#### GIVEN DATA

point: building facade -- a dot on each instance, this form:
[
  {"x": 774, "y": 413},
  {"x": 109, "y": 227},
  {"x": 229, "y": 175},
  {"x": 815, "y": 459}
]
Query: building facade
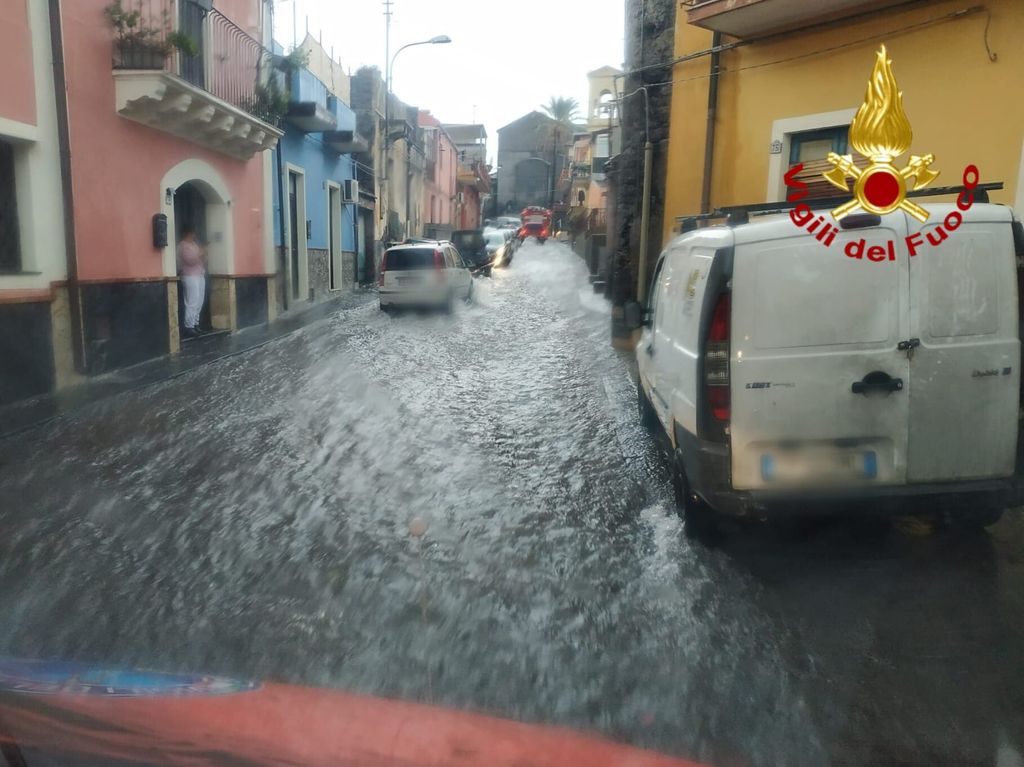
[
  {"x": 532, "y": 154},
  {"x": 163, "y": 131},
  {"x": 393, "y": 159},
  {"x": 440, "y": 178},
  {"x": 36, "y": 337},
  {"x": 790, "y": 82},
  {"x": 316, "y": 232},
  {"x": 473, "y": 176}
]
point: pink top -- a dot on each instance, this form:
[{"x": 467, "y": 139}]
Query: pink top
[{"x": 190, "y": 259}]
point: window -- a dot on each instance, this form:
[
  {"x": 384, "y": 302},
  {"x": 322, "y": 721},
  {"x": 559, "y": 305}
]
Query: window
[
  {"x": 812, "y": 147},
  {"x": 605, "y": 105},
  {"x": 815, "y": 144},
  {"x": 10, "y": 242},
  {"x": 408, "y": 259}
]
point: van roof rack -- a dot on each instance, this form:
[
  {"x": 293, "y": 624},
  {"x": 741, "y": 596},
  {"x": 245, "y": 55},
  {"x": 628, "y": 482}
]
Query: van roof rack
[{"x": 739, "y": 214}]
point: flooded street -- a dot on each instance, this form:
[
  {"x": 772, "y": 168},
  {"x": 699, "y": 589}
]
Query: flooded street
[{"x": 465, "y": 511}]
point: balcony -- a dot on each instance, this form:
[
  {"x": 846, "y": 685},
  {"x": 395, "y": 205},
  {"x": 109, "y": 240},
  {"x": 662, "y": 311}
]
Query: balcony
[
  {"x": 208, "y": 82},
  {"x": 310, "y": 109},
  {"x": 747, "y": 18}
]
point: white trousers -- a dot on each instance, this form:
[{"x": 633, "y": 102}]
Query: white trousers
[{"x": 195, "y": 286}]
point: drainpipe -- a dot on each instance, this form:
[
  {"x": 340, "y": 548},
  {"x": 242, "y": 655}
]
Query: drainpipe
[
  {"x": 648, "y": 161},
  {"x": 710, "y": 135},
  {"x": 283, "y": 261},
  {"x": 281, "y": 222},
  {"x": 68, "y": 194}
]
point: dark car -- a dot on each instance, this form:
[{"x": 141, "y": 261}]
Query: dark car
[{"x": 472, "y": 244}]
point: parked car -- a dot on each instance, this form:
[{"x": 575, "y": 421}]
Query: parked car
[
  {"x": 790, "y": 377},
  {"x": 423, "y": 274},
  {"x": 499, "y": 248},
  {"x": 472, "y": 245}
]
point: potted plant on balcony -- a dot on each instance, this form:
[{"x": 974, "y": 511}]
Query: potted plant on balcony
[
  {"x": 271, "y": 91},
  {"x": 140, "y": 44}
]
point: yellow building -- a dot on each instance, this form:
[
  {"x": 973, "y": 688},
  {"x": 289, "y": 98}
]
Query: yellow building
[{"x": 793, "y": 73}]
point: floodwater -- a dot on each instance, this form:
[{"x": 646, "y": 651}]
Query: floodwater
[{"x": 465, "y": 511}]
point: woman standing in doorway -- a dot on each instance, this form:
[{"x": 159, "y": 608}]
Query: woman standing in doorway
[{"x": 192, "y": 264}]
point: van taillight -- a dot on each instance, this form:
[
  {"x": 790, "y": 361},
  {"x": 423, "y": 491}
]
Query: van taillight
[{"x": 717, "y": 360}]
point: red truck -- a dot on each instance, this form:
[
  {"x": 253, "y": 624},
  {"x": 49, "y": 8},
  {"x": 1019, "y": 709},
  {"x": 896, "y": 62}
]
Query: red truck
[{"x": 536, "y": 222}]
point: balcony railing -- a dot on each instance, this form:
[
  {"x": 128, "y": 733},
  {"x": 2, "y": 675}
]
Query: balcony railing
[{"x": 201, "y": 45}]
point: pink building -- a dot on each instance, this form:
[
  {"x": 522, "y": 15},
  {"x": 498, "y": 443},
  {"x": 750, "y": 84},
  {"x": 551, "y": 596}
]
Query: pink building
[
  {"x": 439, "y": 178},
  {"x": 160, "y": 136}
]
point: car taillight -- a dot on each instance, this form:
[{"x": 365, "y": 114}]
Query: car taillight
[{"x": 717, "y": 360}]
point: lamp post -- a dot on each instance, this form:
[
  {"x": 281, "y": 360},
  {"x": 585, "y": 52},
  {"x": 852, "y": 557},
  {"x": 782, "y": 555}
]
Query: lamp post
[{"x": 437, "y": 40}]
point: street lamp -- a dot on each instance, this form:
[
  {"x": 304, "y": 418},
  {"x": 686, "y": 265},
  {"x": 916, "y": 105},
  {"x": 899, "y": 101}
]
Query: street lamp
[{"x": 437, "y": 40}]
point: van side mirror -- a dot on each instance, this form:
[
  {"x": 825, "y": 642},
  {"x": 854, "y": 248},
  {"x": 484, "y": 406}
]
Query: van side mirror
[
  {"x": 1018, "y": 229},
  {"x": 636, "y": 315}
]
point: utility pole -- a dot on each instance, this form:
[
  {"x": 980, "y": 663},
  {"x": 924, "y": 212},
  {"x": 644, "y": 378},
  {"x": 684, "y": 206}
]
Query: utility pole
[
  {"x": 385, "y": 187},
  {"x": 554, "y": 147}
]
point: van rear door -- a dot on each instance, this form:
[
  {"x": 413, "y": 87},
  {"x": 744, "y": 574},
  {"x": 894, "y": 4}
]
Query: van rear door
[
  {"x": 816, "y": 380},
  {"x": 965, "y": 392}
]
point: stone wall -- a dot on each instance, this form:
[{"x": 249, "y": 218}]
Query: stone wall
[{"x": 650, "y": 29}]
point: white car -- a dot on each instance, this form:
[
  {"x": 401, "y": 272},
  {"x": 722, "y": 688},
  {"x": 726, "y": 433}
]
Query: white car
[
  {"x": 423, "y": 274},
  {"x": 788, "y": 376}
]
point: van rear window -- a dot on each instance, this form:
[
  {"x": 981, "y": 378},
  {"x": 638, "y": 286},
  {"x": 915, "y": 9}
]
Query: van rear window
[
  {"x": 411, "y": 258},
  {"x": 468, "y": 242}
]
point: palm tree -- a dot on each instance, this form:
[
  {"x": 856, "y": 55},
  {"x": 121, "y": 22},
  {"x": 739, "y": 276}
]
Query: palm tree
[{"x": 562, "y": 109}]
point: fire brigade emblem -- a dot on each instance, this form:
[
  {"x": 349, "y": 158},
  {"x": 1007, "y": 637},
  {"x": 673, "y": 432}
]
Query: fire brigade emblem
[{"x": 881, "y": 132}]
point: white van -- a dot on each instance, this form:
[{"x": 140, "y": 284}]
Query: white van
[
  {"x": 423, "y": 273},
  {"x": 790, "y": 375}
]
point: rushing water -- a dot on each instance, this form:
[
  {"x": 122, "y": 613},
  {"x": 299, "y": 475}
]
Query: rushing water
[{"x": 465, "y": 511}]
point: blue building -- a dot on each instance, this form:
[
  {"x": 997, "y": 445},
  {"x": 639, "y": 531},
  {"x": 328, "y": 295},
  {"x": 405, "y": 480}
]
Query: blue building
[{"x": 314, "y": 171}]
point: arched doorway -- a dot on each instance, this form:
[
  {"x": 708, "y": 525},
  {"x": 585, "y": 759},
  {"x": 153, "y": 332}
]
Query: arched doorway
[
  {"x": 189, "y": 213},
  {"x": 194, "y": 194}
]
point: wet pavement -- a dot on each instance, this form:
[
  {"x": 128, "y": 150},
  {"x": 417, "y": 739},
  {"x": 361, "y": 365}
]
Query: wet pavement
[{"x": 259, "y": 517}]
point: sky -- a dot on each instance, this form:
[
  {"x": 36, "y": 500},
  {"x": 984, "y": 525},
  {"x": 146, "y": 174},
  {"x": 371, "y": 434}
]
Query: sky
[{"x": 506, "y": 58}]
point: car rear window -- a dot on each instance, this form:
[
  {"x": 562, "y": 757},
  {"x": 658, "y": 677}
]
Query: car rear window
[
  {"x": 410, "y": 258},
  {"x": 468, "y": 242}
]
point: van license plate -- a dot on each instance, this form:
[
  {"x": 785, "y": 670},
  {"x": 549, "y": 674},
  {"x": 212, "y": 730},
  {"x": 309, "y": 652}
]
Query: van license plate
[{"x": 819, "y": 464}]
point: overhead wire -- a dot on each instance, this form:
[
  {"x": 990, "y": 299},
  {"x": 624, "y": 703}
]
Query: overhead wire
[{"x": 821, "y": 51}]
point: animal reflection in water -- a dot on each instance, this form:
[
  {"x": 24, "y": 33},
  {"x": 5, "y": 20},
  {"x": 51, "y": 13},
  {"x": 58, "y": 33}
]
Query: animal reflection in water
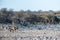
[{"x": 13, "y": 29}]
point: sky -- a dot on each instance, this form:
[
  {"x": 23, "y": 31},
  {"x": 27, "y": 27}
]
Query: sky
[{"x": 44, "y": 5}]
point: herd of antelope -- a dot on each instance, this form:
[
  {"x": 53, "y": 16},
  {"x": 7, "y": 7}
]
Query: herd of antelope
[{"x": 9, "y": 28}]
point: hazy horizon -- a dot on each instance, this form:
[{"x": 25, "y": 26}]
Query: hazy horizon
[{"x": 33, "y": 5}]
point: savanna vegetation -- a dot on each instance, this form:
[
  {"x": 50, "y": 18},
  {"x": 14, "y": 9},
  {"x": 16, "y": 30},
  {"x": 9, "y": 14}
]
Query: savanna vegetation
[{"x": 28, "y": 17}]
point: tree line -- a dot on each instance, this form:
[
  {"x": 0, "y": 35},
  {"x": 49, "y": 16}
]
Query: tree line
[{"x": 28, "y": 17}]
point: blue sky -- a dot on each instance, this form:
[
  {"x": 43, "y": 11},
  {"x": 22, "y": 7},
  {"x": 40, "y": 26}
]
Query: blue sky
[{"x": 44, "y": 5}]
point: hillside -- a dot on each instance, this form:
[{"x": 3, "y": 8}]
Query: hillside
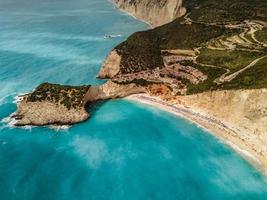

#### TASK OBJECTIVE
Starting with the line that contains "point: hazy horizon" and going on through the end of the records, write those lines out again with "tree line" switched to "line of trees" and everything else unchanged. Leave the pictures out of your answer.

#### RESPONSE
point: hazy horizon -- a dot on each instance, this form:
[{"x": 25, "y": 26}]
Query: hazy horizon
[{"x": 33, "y": 5}]
point: savanna vegetation -- a dot on each instance, this form:
[
  {"x": 50, "y": 18},
  {"x": 14, "y": 9},
  {"x": 16, "y": 30},
  {"x": 9, "y": 14}
]
Query: savanna vegetation
[{"x": 28, "y": 17}]
point: line of trees -- a dot on each instance, this form:
[
  {"x": 0, "y": 35},
  {"x": 49, "y": 16}
]
Query: line of trees
[{"x": 28, "y": 17}]
point: blue sky -- a dot on each instance, this form:
[
  {"x": 43, "y": 11},
  {"x": 22, "y": 7},
  {"x": 40, "y": 26}
]
Query: blue sky
[{"x": 44, "y": 5}]
point: hillside -- a dot on each instance, this form:
[{"x": 3, "y": 8}]
Query: hillside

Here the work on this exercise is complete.